Problem requirements: Would you please copy every line of the material that follows, exactly as it reads?

Records:
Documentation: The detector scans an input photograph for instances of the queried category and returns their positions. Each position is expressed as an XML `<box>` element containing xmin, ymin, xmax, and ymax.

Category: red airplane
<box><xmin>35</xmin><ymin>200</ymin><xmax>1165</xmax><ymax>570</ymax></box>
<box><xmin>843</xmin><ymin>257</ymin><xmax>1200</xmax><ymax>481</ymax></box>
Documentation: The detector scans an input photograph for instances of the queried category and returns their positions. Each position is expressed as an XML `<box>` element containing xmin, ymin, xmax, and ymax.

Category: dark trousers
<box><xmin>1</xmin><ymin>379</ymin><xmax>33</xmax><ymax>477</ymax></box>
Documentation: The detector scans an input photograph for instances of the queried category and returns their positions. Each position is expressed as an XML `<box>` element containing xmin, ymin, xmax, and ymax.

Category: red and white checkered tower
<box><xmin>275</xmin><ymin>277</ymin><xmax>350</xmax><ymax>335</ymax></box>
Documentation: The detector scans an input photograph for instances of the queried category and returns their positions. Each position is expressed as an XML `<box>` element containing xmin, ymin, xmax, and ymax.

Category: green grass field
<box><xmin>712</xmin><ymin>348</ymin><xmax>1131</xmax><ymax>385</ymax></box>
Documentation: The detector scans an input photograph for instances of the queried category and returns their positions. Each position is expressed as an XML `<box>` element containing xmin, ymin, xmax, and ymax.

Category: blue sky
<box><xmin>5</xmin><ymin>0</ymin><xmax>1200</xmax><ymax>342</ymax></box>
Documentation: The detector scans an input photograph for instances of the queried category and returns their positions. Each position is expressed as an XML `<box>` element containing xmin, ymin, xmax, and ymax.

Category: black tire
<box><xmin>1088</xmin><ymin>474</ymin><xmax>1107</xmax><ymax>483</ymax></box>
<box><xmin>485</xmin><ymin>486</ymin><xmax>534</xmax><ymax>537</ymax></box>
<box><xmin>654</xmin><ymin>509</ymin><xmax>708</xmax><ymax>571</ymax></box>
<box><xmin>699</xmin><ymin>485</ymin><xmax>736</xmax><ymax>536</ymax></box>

Exercise output:
Documentation: The detector scans an input photograph for instances of the queried category and returns their positions. Each position is expressed as an XML `<box>` element containing xmin, ymin, xmax, and ymax.

Category: red airplane
<box><xmin>35</xmin><ymin>200</ymin><xmax>1165</xmax><ymax>570</ymax></box>
<box><xmin>843</xmin><ymin>257</ymin><xmax>1200</xmax><ymax>481</ymax></box>
Documentation: The detector scans an input photograph for instances of the queried category and returns their positions. Each position is expressed as an XML `<box>` element containing xmin, ymin, xmax, and ymax.

Category: dark trousers
<box><xmin>1</xmin><ymin>379</ymin><xmax>33</xmax><ymax>477</ymax></box>
Documentation: The detector scans an input photograph for instances of the queried category and returns their positions. Each position is expressed as an XML `<box>` element containing xmin, ymin, xmax, and ymax.

Category: red and white checkered tower
<box><xmin>275</xmin><ymin>277</ymin><xmax>350</xmax><ymax>335</ymax></box>
Documentation: The detector scans an input photograph for instances of the queried category and returns their positions. Each position is expressed as an XML `<box>` element containing xmin, ymin, xmax, and ymax.

Category: green grass field
<box><xmin>712</xmin><ymin>348</ymin><xmax>1131</xmax><ymax>385</ymax></box>
Documentation: The detector scans an input photograph for instances of the queried category and returns their positions. Each position is expressed as an XML `<box>` element containing xmin, ymin, xmax, and ymax.

Category: blue sky
<box><xmin>5</xmin><ymin>0</ymin><xmax>1200</xmax><ymax>342</ymax></box>
Documentation: The detector scans an input photograph for instances of the queried category and returns their positions. Each position is expressed as an XML `<box>` element containing xmin, ymin, xmax, and ymax.

Category: black tire
<box><xmin>1088</xmin><ymin>474</ymin><xmax>1107</xmax><ymax>483</ymax></box>
<box><xmin>485</xmin><ymin>486</ymin><xmax>534</xmax><ymax>537</ymax></box>
<box><xmin>654</xmin><ymin>509</ymin><xmax>708</xmax><ymax>571</ymax></box>
<box><xmin>699</xmin><ymin>485</ymin><xmax>736</xmax><ymax>536</ymax></box>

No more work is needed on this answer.